→ Description of the task
Answer these questions about the podcast transcript excerpt:
1. What was the title of the similar episode the speakers made?
2. According to the excerpt, in which places is Hamas's political leadership based?
3. From where did Yahya Sinwar study Israel?

And I kind of hadn't thought about if you're a brand new listener, how do the barbarisms come across? I find the episode so interesting because we do a very similar thing, because I can kind of imagine the conversations that they have had, which are, you know, six weeks into a war, what's the program that people will want to listen to?
And we made a kind of similar episode, and the title was, Does Hamas Have a Strategy? We did that a couple of weeks ago. But I guess what they've got that's new is, Ben Hubbard, the reporter, has actually been to meet the political leadership of Hamas.

[00:32:51] Jackie Lamport: He did a really good job.

[00:32:52] James Shield: Yeah, and I thought they did a great job of just Like I was saying, every few minutes they tell you something that you haven't heard else elsewhere.
So you know, really good framing, like you were saying, have a question. Early on, they kind of just framed it as, was this a sui suicide attack on itself for Hamas? And then just all those moments of like, you know, the political leadership and not in Gaza, they're in Beirut and Qatar. You can actually go meet them and they have offices.
And the head of Hamas, Yahya Sinwar, he studied Israel from prison, and he wanted to understand Israel so that he could learn how to defeat it. And then the fact that, you know, I don't know if very many people realize that there was this period of kind of, they refer to it as a kind of coexistence between Hamas and Israel, where they thought, Oh right, the Hamas leadership are interested in governing.
So maybe there's, maybe that's what they, they want to do. And maybe that's part of the reason why, I don't know. The Israeli intelligence services were caught by surprise. But they didn't think that they were still in quite a sort of existential struggle with Hamas. Ben Hubbard made that sound easy, and it's absolutely not easy to tell a story like that in such a simple way.

→ Data extract
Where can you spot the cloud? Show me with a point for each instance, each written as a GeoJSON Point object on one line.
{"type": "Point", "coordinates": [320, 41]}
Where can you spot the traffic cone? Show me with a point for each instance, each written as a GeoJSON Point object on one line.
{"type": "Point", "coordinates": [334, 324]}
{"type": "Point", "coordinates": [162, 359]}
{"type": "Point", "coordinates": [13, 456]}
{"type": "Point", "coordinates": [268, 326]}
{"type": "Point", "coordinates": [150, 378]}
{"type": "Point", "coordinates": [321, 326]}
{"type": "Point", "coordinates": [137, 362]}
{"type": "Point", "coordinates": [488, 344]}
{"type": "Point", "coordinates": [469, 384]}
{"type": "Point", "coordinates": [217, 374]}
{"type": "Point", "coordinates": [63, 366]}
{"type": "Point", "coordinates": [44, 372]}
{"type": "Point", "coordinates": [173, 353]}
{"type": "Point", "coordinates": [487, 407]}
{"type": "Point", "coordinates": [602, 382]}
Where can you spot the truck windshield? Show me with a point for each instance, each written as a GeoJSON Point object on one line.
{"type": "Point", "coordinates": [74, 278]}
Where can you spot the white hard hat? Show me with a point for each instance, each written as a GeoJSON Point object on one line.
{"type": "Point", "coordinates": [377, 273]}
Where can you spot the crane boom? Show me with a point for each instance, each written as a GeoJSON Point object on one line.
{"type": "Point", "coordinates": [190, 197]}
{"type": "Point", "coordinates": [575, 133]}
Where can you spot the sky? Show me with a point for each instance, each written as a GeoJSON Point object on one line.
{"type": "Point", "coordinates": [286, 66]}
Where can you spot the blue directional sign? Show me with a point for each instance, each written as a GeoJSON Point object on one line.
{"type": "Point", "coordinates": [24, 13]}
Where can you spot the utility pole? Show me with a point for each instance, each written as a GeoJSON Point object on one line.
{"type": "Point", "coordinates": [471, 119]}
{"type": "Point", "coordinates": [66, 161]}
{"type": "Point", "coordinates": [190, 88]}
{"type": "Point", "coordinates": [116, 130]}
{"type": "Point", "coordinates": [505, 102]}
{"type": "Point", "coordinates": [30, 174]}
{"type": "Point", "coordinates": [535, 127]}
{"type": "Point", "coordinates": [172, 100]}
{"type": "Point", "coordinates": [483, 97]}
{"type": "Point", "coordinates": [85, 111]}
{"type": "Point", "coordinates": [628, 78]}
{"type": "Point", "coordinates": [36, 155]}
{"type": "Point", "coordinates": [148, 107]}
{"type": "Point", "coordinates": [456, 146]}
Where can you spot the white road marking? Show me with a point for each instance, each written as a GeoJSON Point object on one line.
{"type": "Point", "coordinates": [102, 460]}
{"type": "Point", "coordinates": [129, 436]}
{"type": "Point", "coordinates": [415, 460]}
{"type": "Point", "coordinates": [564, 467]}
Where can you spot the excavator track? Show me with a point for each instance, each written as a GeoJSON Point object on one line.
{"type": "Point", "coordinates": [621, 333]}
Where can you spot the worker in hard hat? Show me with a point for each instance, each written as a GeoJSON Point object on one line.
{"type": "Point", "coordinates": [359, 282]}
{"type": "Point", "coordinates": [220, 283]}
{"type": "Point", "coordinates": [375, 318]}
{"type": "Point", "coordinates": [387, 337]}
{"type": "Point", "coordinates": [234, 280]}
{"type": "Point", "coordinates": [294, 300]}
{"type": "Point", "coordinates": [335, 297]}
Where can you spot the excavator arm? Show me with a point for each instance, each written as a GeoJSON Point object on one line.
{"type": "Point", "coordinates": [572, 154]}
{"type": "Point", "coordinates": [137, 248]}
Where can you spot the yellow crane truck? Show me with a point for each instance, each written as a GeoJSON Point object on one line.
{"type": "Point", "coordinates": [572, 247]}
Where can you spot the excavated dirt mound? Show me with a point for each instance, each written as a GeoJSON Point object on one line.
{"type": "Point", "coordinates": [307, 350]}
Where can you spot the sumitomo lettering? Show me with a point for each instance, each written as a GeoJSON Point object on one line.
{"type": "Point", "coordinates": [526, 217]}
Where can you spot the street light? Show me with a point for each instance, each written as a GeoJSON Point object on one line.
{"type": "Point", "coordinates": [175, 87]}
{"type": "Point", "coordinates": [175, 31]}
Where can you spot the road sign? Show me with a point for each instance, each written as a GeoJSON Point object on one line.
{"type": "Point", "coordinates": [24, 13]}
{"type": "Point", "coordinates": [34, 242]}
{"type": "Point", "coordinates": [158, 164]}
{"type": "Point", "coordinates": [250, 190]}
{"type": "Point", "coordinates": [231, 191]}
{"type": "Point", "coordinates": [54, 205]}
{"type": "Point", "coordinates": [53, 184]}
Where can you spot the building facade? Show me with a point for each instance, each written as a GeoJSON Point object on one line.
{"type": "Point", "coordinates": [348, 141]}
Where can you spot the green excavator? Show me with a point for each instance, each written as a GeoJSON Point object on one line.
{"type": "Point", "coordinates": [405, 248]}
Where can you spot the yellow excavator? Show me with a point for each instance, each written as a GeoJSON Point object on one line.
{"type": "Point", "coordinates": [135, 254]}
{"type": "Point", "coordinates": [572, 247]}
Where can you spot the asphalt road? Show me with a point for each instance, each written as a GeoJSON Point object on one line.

→ Solution to this exercise
1. Does Hamas Have a Strategy?
2. Beirut and Qatar
3. From prison